▸ **Rows from a dataset for box labeling**:
** start **
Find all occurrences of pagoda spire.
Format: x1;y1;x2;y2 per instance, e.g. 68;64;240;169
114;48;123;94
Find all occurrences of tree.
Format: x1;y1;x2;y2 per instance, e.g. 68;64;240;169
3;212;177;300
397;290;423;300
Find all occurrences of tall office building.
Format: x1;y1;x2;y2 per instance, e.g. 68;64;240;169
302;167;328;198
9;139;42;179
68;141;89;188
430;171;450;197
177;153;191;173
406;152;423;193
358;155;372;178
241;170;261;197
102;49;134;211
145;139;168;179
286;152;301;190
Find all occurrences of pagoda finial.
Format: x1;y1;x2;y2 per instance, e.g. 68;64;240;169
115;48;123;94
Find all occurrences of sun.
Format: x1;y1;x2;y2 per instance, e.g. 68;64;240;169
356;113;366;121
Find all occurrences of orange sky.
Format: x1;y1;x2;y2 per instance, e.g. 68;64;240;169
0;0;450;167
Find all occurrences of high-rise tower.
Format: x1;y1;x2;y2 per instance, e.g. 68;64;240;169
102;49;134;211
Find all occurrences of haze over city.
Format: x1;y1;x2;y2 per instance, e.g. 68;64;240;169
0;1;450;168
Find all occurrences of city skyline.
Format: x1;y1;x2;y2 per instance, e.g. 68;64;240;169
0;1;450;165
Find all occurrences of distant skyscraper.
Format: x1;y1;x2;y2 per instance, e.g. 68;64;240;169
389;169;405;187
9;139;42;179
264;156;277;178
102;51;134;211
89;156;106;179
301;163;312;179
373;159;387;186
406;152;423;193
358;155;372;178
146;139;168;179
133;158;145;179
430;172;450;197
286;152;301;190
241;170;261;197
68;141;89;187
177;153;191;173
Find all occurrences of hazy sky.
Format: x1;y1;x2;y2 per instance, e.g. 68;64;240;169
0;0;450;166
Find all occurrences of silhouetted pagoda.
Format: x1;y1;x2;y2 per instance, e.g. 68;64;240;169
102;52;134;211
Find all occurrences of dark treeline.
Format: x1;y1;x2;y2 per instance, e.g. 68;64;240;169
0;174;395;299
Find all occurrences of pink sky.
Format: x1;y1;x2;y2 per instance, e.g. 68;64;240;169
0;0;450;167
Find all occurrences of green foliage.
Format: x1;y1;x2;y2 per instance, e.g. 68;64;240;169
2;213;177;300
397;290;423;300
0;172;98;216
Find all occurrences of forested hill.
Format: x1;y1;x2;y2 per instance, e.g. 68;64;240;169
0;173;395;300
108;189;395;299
** end **
▸ **TASK REQUIREMENTS**:
Please turn everything in the records from the line containing "Find all occurrences of pagoda finial." down through the last line into a Markdown table with the columns Row and Line, numbering each line and leaving out blank lines.

▸ **OUTPUT OF THE TASK**:
| Row | Line |
|---|---|
| 1 | Find all occurrences of pagoda finial. |
| 2 | Format: x1;y1;x2;y2 per instance, e.g. 68;64;240;169 |
| 3 | 115;48;123;94 |
| 4 | Find all occurrences of sun. |
| 5 | Format: x1;y1;x2;y2 per instance, e.g. 68;64;240;169 |
| 6 | 356;113;366;121 |
| 7 | Find all occurrences of orange sky. |
| 8 | Format: x1;y1;x2;y2 per instance, e.g. 68;64;240;169 |
| 9 | 0;0;450;167 |
| 10 | Find all occurrences of high-rise tower. |
| 11 | Format: x1;y1;x2;y2 per instance, e.g. 68;64;240;169 |
| 12 | 102;49;134;211 |
| 13 | Find all occurrences of haze over city. |
| 14 | Format: x1;y1;x2;y2 per instance, e.g. 68;64;240;169 |
| 15 | 0;1;450;168 |
| 16 | Find all occurrences of city skyline. |
| 17 | Format: x1;y1;x2;y2 per instance, e.g. 68;64;240;169 |
| 18 | 0;1;450;165 |
| 19 | Find all occurrences of distant skyscraper. |
| 20 | Format: x1;y1;x2;y2 per instance, e.g. 68;64;240;169 |
| 21 | 389;169;405;187 |
| 22 | 9;139;42;179 |
| 23 | 264;156;277;178 |
| 24 | 102;51;134;211 |
| 25 | 89;156;106;179 |
| 26 | 301;163;312;179 |
| 27 | 373;159;387;186 |
| 28 | 406;152;423;193 |
| 29 | 358;155;372;178 |
| 30 | 146;139;168;179 |
| 31 | 133;158;145;179 |
| 32 | 430;172;450;197 |
| 33 | 286;152;301;190 |
| 34 | 241;170;261;197 |
| 35 | 68;141;89;187 |
| 36 | 177;153;191;173 |
| 37 | Find all occurrences of hazy sky. |
| 38 | Format: x1;y1;x2;y2 per instance, e.g. 68;64;240;169 |
| 39 | 0;0;450;166 |
| 40 | Find all occurrences of silhouetted pagoda. |
| 41 | Format: x1;y1;x2;y2 per instance, e.g. 68;64;240;169 |
| 42 | 102;52;134;211 |
| 43 | Find all occurrences of dark treeline. |
| 44 | Format: x1;y1;x2;y2 per instance, e.g. 68;64;240;169 |
| 45 | 0;174;395;299 |
| 46 | Find all occurrences of pink sky. |
| 47 | Format: x1;y1;x2;y2 per instance, e.g. 68;64;240;169 |
| 48 | 0;0;450;167 |
| 49 | Find all occurrences of green foliage. |
| 50 | Format: x1;y1;x2;y2 per instance, e.g. 68;64;240;169 |
| 51 | 2;213;177;300 |
| 52 | 397;290;423;300 |
| 53 | 0;172;98;216 |
| 54 | Find all occurrences of forested hill. |
| 55 | Format: x1;y1;x2;y2 per instance, e.g. 68;64;240;169 |
| 56 | 0;173;395;300 |
| 57 | 108;189;395;299 |